## Supplied records
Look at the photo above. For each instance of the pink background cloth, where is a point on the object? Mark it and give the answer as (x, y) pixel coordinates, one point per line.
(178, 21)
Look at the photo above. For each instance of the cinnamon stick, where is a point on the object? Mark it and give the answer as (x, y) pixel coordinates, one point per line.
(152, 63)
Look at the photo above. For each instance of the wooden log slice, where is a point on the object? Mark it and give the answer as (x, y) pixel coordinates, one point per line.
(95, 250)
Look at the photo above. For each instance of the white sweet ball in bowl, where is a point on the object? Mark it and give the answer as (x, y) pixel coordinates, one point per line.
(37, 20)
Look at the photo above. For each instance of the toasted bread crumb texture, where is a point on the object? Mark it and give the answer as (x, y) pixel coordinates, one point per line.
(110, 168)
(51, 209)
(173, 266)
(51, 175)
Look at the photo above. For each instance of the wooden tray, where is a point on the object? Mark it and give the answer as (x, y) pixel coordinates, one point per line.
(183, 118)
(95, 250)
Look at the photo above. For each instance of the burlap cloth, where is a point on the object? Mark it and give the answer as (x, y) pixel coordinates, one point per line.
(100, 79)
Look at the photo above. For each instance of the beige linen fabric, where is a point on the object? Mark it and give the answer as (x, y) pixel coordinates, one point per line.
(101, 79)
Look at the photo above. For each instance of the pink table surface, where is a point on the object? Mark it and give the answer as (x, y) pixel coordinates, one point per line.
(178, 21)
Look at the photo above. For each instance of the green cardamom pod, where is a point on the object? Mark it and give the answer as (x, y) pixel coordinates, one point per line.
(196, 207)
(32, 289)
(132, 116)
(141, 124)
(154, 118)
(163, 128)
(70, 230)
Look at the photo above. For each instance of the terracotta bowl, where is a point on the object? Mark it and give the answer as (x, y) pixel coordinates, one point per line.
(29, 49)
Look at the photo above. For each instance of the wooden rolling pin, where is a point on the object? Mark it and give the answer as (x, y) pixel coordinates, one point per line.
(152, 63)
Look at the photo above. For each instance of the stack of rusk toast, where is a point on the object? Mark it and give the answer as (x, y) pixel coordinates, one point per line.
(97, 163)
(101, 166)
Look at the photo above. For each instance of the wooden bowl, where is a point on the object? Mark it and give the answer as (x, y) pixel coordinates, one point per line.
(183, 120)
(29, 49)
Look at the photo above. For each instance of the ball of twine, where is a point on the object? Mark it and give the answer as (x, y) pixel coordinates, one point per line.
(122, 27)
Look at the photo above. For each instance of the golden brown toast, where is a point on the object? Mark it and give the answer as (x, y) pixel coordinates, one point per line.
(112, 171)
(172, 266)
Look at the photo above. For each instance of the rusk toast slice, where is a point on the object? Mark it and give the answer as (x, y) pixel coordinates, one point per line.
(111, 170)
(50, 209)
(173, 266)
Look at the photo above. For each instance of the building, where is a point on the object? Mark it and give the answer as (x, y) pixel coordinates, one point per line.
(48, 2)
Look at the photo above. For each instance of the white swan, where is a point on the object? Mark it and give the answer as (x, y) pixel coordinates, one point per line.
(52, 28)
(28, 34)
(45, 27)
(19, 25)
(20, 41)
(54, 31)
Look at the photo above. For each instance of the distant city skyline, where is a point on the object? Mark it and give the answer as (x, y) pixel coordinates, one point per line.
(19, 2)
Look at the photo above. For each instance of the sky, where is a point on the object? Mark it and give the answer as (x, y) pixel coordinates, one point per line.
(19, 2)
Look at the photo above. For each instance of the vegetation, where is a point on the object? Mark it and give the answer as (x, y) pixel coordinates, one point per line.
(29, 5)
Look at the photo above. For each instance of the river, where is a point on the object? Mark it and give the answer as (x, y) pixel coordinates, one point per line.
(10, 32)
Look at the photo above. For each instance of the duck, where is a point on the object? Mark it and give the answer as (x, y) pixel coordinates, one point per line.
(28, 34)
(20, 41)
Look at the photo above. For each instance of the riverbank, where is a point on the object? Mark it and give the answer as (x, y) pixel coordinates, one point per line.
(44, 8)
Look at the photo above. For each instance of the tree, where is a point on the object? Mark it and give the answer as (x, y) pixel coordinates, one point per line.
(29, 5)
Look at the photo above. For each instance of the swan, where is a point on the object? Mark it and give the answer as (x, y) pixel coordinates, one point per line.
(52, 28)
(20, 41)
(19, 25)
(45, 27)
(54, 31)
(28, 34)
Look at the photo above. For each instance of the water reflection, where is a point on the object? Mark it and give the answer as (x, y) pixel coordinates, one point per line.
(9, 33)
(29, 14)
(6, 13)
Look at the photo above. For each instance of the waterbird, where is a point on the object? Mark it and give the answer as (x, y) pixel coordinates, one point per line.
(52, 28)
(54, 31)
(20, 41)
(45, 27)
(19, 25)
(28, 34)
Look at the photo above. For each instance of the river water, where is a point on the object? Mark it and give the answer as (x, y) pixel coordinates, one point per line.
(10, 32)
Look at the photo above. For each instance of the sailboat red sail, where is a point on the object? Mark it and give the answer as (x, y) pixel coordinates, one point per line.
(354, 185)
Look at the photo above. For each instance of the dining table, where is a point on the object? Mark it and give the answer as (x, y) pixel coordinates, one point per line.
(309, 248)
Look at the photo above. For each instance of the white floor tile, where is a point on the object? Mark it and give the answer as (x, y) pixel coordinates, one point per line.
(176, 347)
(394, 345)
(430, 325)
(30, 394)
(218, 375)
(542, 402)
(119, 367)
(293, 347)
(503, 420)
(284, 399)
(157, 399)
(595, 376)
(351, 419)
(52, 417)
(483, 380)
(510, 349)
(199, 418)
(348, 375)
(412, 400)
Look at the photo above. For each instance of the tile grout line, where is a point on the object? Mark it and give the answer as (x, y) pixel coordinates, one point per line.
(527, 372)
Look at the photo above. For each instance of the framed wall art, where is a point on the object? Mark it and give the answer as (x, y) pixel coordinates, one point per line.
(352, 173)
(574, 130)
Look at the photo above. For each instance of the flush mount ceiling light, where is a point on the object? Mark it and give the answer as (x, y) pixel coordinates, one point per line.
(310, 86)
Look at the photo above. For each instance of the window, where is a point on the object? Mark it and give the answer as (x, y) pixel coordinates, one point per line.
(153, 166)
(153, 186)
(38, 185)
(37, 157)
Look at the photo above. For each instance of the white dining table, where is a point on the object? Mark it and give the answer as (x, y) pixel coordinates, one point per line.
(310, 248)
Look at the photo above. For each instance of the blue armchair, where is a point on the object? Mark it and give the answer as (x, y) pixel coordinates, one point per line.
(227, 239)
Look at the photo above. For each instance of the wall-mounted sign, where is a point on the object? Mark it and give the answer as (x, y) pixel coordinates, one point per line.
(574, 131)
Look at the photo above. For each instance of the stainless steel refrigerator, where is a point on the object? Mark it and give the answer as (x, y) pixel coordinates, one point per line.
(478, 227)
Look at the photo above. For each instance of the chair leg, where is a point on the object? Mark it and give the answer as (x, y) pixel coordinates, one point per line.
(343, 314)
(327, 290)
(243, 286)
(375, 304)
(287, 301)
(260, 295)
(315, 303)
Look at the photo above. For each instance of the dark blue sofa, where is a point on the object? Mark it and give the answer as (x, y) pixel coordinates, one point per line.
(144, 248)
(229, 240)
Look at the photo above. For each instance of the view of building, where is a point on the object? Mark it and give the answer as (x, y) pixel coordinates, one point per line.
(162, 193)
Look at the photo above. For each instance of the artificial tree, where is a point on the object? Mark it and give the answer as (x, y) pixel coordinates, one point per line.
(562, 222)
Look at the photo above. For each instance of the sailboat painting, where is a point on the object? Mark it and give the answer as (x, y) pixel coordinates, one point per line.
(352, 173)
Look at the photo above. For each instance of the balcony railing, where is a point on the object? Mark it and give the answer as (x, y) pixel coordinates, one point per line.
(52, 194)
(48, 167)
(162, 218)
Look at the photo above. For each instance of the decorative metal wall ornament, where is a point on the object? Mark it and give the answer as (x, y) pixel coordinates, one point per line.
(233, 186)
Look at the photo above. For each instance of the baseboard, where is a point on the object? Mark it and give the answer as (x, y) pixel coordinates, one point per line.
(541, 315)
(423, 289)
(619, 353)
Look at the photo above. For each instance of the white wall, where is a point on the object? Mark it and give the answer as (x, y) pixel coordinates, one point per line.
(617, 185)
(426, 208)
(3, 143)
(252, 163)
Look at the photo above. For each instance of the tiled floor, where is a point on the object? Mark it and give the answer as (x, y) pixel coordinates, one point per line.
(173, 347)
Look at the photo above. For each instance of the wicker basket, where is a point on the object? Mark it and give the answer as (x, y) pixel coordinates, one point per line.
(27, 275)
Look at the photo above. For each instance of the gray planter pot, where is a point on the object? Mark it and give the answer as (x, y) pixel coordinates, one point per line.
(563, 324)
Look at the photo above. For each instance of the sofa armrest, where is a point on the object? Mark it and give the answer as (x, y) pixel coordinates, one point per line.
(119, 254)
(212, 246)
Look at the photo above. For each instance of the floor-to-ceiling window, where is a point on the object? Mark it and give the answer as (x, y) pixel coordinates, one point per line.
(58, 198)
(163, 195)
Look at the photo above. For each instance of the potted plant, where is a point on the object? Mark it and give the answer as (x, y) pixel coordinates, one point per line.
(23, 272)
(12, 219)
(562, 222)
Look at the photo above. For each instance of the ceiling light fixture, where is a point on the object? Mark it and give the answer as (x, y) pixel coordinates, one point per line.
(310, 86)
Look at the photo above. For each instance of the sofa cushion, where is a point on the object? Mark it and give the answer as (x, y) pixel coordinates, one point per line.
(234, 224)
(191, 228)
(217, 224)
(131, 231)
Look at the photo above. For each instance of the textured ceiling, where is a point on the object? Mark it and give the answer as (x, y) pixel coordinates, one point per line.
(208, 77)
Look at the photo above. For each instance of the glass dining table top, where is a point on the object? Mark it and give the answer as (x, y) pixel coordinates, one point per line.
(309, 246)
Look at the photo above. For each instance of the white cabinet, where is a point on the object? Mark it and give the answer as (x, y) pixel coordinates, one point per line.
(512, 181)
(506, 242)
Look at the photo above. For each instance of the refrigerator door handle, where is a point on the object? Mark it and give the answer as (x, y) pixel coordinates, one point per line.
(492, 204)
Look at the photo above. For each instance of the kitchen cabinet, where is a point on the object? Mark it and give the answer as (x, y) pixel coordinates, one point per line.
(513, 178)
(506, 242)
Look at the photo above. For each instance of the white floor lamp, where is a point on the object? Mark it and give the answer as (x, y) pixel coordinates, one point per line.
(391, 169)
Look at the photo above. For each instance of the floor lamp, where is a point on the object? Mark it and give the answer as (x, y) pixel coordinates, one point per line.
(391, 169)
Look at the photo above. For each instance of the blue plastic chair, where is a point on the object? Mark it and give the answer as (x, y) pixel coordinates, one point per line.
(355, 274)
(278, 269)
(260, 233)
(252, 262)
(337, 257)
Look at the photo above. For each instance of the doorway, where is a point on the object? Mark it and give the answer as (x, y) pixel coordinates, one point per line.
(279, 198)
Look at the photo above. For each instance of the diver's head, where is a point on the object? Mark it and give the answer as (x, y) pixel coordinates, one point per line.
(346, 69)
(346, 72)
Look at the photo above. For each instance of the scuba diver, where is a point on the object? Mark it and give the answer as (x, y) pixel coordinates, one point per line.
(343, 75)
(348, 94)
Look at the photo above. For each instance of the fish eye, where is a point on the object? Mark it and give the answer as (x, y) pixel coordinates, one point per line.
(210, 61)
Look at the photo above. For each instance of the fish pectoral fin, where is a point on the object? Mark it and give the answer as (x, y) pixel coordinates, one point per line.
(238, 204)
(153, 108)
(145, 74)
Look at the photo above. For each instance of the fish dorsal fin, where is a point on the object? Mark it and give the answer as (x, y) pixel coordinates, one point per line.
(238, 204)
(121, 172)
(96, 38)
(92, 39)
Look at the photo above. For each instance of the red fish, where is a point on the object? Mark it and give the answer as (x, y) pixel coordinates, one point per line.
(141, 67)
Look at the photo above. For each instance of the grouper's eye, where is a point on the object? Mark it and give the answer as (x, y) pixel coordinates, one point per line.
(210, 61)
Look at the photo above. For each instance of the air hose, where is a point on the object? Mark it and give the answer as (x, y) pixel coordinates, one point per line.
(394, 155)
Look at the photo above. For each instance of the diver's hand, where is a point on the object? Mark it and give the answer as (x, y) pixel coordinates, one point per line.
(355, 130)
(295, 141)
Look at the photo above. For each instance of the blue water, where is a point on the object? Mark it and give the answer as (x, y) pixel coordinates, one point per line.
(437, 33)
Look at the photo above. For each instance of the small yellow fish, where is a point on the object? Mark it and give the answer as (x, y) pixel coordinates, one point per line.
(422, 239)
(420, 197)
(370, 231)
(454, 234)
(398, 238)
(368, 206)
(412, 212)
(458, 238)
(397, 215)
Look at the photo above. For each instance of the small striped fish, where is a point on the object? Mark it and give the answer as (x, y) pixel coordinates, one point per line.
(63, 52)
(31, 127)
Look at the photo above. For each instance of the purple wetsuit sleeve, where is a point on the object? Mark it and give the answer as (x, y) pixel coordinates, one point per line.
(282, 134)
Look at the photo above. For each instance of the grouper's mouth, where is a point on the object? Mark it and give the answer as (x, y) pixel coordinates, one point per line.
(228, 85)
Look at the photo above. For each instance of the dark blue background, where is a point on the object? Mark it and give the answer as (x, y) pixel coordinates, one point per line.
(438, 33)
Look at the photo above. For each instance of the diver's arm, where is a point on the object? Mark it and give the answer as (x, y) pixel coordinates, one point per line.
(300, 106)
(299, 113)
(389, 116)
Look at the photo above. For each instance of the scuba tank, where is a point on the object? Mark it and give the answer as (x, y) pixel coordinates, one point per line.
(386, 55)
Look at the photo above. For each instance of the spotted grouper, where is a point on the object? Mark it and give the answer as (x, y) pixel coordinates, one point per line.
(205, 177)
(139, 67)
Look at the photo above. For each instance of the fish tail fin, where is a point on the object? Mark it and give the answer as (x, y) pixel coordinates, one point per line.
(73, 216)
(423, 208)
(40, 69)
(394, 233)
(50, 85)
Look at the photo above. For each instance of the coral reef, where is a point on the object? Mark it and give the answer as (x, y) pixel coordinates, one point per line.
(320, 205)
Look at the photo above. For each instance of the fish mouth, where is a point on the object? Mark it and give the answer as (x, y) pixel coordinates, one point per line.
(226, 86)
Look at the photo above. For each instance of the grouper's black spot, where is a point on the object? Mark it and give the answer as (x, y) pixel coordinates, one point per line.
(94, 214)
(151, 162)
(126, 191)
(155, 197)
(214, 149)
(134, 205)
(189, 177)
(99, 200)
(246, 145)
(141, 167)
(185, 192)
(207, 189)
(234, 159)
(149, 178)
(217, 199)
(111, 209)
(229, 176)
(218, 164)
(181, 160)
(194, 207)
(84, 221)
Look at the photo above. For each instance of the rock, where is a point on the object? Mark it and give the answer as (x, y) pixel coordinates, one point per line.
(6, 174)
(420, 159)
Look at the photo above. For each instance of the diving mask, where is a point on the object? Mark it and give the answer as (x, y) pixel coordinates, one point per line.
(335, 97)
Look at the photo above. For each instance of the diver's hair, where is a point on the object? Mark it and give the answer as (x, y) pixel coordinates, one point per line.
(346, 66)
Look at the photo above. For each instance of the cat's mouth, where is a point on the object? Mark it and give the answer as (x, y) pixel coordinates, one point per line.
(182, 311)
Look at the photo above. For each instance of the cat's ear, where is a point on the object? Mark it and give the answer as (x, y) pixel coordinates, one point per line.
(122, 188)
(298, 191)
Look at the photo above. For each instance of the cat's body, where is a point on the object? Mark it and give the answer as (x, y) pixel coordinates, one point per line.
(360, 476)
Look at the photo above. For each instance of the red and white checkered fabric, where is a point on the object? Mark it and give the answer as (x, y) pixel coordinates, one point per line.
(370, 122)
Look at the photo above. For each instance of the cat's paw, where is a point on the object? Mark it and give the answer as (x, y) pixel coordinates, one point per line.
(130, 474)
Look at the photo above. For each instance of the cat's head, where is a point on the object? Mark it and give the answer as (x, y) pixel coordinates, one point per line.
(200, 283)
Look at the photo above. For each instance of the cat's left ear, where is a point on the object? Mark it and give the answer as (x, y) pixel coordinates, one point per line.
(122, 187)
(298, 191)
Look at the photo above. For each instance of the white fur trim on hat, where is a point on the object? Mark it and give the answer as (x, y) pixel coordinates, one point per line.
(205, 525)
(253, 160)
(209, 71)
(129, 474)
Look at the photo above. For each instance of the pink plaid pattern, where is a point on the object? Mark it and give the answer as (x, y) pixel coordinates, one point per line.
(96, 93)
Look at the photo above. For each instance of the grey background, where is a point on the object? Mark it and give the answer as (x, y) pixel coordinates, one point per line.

## What you will do
Turn the records above into a numbered list, from the line containing "cat's mouth, where" through the end of the records, and leave out any blank lines.

## Solution to the exercise
1. Look at the photo above. For each instance of the cat's mouth, where is a point on the object? Mark it and give the answer as (x, y) pixel coordinates, one point per line.
2. (182, 311)
3. Look at the photo above. For each instance of the cat's ear, where is a point on the object? Mark it and give the answer as (x, y) pixel coordinates, one point per line.
4. (122, 188)
5. (298, 191)
6. Look at the photo above. For each instance of the cat's body, where is a point on the object? Mark it and give the answer as (x, y) pixel coordinates, one point per line.
7. (360, 476)
8. Look at the photo above. For each instance of the red and white checkered fabric, where is a point on the object? Mark it and give the answer as (x, y) pixel coordinates, one point per line.
9. (370, 122)
10. Look at the photo above. For each instance of the cat's paw, where is a point on the object? Mark it and give the answer as (x, y) pixel coordinates, one point per line.
11. (130, 474)
12. Look at the photo above. For each instance of the cat's head, where is a point on the object? Mark it and give the answer as (x, y) pixel coordinates, one point per line.
13. (200, 283)
14. Look at the photo above. For each instance of the cat's left ear, where is a point on the object? Mark it and give the answer as (x, y) pixel coordinates, one point per line.
15. (122, 187)
16. (298, 191)
17. Look at the photo above. For each instance of the white fur trim on hat, where is a point on the object? Mark it and give the answer as (x, y) pixel coordinates, one point per line.
18. (205, 525)
19. (253, 160)
20. (209, 71)
21. (129, 474)
22. Look at the photo above. For each instance of the pink plaid pattern, where is a point on the object? Mark it and give the answer as (x, y) pixel coordinates, one point per line.
23. (96, 93)
24. Look at the photo above. For each instance of the grey background, where is a point on the object? Mark it and give the answer as (x, y) pixel coordinates, one point per line.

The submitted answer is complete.